Pequeña divinidad doméstica, mensajera de la mañana, primer fuego del día. Su gorjeo ronco, leal, marca la hora incierta en que la luz comienza a invadir los rincones de la casa acompañada de la lenta expansión del olor del café, la droga bondadosa que corta los últimos hilos que nos atan al problemático territorio del sueño y sus peligros.

Reliquia del siglo XX, Alfonso Bialetti concibe la cafetera moka en 1933, durante el apogeo del fascismo italiano. «In casa un espresso come al bar». Hasta entonces los cafés domésticos eran una infusión floja, pálido reflejo del robusto expreso que se dispensaba en las cafeterías, lugar de la sociabilidad masculina por excelencia. El portento de Bialetti permite elaborar en el mismo hogar un café intenso, poderoso, eficiente; el hombre es atraído de vuelta a la cocina, el corazón del matriarcado. Su diseño mira al pasado, a los fervores industriales de la vieja máquina de vapor sin dejar de ser radicalmente moderno: baquelita y aluminio, los materiales de una soñada Italia futura, componían un bello objeto de estampa picassiana, que también nos recuerda los maniquíes de Chirico.

De niños nos fascinaba la magia del líquido oscuro, denso, fragante, que brotaba de su fuente central y que nos estaba vedado. Cada mañana, desde la cama podíamos escuchar los sonidos del ritual: las puertas de la alacena, el molinillo eléctrico, el agua que brota del grifo, el fósforo que enciende el hornillo. Hay un poema memorable de Vladimir Holan en el que el milagro de la resurrección de los cuerpos se produce con la sencillez de ese instante en que la madre preparaba el primer café del día. Hasta ahora es la más persuasiva escenificación que conozca de esa trágica imposibilidad.

Y un día se nos concede ese primer gesto adulto y empezamos a beber café y no tardamos en aprender el protocolo ―entre las rutinas del laboratorio y el altar― de su elaboración, que incluye deshacernos de esa arena negra y humeante, esos restos mortales a los que hemos robado el alma, el veneno que necesitamos y nos mantendrá despiertos, el café de los estudiantes, de los médicos en las guardias, de los fareros y los vigías, de los velatorios, de guardas forestales y mineros, el humanísimo café de los que velan y madrugan.

#### TAREA
Según el texto sobre la cafetera moka, ¿en qué año la concibió Alfonso Bialetti?

#### DATOS PROPORCIONADOS
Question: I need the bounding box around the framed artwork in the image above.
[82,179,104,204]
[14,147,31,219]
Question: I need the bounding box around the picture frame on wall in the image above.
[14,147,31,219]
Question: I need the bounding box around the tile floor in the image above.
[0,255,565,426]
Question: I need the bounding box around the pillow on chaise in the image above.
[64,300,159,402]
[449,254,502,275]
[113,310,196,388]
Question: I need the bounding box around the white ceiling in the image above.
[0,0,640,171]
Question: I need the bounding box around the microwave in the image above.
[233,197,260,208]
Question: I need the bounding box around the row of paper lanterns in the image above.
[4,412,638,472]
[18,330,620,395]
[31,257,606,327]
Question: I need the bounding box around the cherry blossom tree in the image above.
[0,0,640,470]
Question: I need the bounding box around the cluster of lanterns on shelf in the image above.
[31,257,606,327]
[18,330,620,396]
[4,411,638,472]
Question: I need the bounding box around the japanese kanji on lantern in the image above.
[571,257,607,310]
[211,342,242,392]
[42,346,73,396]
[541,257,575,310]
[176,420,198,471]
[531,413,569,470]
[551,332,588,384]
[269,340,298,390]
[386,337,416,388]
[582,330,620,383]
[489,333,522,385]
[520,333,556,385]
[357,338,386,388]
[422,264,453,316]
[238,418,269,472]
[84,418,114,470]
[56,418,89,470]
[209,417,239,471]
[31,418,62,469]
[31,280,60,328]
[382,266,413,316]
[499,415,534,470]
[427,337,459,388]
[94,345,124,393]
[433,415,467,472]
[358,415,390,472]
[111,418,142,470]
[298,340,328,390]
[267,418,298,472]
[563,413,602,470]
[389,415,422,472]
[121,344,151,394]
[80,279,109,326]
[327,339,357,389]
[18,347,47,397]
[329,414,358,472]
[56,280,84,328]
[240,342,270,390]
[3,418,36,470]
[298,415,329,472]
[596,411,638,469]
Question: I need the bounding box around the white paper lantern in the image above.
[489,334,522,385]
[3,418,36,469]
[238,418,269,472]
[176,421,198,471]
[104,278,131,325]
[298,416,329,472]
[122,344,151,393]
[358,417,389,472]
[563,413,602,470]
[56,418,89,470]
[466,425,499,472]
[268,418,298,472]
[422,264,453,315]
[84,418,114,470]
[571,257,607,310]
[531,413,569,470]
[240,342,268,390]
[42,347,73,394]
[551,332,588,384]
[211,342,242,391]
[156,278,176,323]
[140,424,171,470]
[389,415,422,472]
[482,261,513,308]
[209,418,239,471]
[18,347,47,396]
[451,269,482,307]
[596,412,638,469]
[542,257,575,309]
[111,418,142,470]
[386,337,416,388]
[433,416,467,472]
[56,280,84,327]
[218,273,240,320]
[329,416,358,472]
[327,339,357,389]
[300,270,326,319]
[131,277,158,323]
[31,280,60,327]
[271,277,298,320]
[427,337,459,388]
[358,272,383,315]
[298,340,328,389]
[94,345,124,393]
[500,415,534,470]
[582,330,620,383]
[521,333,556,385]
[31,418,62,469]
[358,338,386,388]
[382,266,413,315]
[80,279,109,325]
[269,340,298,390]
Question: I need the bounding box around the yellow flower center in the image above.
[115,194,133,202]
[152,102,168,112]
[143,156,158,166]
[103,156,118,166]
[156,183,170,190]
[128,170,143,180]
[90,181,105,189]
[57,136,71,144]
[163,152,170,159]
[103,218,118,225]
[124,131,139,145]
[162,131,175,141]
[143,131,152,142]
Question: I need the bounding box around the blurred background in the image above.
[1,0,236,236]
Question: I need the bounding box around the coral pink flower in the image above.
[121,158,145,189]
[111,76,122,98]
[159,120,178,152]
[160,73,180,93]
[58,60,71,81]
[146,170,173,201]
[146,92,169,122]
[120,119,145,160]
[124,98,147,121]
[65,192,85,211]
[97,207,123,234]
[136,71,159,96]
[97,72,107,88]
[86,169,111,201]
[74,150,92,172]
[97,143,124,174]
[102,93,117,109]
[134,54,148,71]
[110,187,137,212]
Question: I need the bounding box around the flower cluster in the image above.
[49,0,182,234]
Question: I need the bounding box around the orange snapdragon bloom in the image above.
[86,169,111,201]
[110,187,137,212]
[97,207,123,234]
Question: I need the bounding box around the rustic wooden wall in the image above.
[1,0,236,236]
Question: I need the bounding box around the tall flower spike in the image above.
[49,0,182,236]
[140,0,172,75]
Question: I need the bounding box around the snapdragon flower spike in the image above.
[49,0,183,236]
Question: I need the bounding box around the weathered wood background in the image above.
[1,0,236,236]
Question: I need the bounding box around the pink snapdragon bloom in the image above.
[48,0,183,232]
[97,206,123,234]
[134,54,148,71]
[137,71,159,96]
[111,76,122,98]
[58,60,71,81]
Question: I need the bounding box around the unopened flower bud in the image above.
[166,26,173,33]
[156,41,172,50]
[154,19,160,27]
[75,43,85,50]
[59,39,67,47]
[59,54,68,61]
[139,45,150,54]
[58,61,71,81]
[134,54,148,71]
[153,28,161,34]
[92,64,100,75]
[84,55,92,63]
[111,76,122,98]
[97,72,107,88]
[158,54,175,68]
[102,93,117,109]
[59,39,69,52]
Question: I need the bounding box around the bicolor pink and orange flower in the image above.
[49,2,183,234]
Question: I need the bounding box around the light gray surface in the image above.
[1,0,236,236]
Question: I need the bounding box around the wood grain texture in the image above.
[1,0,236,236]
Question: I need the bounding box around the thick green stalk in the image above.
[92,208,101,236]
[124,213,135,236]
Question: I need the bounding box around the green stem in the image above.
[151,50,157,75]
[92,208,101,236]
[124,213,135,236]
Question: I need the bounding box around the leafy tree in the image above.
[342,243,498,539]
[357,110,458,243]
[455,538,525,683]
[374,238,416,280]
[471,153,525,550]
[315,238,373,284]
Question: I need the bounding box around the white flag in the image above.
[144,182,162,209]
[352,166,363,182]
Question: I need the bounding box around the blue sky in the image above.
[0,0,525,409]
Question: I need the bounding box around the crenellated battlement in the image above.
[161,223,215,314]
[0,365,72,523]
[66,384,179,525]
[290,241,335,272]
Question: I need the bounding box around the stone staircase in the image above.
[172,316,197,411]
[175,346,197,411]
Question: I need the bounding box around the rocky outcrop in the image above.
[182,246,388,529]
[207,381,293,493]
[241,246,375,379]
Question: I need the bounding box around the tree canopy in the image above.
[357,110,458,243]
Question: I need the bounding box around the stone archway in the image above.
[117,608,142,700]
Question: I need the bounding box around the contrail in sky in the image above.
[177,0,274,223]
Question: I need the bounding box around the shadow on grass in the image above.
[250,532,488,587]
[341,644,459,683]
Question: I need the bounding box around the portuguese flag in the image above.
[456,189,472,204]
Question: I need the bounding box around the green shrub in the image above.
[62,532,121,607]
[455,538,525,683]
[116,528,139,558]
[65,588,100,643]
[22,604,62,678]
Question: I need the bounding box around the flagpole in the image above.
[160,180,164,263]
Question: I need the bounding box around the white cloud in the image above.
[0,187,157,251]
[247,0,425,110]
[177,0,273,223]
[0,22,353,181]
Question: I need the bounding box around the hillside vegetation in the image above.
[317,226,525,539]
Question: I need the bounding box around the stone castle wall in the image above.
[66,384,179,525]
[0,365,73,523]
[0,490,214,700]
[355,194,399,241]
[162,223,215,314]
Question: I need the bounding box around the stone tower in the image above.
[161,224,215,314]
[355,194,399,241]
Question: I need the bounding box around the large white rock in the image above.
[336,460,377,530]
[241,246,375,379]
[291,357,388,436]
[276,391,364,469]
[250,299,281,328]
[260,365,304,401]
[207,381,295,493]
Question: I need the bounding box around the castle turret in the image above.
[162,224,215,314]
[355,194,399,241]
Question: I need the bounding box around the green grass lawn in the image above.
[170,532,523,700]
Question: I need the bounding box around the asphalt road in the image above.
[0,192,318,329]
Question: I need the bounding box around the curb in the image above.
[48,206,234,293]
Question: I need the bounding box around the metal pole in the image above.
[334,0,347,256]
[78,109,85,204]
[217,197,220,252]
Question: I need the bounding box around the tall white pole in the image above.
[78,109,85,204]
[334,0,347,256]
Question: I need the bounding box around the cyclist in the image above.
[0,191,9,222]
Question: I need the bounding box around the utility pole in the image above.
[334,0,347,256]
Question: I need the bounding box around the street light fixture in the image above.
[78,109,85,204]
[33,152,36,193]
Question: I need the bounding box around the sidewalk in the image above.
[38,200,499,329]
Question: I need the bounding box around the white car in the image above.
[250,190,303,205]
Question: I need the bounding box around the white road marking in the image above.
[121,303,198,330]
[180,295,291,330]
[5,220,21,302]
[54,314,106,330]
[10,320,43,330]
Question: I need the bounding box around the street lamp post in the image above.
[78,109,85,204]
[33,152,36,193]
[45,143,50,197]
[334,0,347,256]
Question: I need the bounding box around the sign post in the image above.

#### RESPUESTA
En 1933.